Extract each line from the entries below that contains the string "backpack", matching case exactly.

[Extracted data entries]
# # #
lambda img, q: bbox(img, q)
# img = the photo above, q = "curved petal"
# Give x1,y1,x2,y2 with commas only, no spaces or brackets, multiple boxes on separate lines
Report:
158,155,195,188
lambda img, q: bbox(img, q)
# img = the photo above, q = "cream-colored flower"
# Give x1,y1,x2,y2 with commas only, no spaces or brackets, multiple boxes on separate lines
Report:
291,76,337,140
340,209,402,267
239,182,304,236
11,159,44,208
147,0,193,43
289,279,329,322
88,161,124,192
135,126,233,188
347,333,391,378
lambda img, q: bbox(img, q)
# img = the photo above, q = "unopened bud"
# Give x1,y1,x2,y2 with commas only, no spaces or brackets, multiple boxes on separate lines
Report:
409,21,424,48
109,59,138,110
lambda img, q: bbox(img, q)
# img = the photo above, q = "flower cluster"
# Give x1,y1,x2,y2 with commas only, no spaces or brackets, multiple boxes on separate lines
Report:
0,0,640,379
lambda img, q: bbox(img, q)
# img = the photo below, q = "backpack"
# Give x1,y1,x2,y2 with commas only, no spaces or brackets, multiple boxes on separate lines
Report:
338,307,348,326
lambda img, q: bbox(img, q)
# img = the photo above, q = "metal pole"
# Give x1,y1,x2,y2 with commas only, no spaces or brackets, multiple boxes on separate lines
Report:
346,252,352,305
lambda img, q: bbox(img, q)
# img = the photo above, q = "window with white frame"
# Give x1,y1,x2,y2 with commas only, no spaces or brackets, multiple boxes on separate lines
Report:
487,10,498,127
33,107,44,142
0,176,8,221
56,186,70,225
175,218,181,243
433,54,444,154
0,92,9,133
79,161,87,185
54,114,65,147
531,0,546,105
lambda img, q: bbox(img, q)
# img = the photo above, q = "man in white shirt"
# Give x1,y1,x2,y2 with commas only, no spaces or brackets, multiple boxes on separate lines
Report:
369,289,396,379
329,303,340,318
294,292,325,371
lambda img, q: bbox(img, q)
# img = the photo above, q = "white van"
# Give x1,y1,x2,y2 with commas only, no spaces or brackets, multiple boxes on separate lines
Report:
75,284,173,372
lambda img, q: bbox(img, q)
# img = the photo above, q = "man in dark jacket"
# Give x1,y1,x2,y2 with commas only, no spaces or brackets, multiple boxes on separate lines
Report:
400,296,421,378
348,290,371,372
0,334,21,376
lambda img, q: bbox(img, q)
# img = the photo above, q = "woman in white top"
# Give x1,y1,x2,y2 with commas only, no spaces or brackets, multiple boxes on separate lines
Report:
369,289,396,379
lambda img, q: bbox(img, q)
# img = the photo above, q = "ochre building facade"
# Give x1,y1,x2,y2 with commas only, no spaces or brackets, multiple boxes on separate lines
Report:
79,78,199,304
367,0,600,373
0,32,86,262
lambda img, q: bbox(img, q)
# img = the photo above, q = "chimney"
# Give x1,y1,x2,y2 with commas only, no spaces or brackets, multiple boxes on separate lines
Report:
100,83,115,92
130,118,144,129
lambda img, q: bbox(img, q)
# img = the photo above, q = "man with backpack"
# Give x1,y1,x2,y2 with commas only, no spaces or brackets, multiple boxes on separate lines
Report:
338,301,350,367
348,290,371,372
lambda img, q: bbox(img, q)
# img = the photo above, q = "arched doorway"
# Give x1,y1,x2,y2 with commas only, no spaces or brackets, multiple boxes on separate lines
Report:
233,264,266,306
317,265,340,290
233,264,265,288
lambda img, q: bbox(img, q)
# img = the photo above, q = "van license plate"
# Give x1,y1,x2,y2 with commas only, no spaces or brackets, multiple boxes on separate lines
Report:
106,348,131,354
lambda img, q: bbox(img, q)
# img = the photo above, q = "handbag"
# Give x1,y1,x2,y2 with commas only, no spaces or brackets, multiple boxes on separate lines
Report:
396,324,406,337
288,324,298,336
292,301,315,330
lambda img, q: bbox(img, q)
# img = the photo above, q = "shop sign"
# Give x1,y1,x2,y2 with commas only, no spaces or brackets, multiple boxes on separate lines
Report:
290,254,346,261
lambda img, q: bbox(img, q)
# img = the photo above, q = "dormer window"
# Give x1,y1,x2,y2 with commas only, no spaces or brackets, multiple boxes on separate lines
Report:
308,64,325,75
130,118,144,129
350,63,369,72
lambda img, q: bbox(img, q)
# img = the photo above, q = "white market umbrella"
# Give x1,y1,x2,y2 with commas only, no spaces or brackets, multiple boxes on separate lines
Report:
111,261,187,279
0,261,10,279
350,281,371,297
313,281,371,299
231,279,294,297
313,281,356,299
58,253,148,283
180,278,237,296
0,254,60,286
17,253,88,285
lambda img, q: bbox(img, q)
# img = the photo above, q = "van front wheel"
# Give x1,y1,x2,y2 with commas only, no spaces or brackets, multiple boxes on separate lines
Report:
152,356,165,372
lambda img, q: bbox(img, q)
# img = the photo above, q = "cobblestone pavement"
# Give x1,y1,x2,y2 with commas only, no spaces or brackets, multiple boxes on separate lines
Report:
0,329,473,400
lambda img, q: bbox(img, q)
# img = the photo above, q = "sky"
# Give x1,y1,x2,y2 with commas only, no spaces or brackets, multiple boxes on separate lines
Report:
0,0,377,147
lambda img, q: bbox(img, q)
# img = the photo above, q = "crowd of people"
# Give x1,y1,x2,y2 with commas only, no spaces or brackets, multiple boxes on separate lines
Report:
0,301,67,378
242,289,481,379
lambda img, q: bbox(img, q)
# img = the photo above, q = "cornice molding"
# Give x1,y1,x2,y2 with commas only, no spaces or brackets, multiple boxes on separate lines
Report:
# # #
# [SOLUTION TO THE EXERCISE]
# img = the photo below, q = "backpack"
# img = the photo above, q = "man with backpack"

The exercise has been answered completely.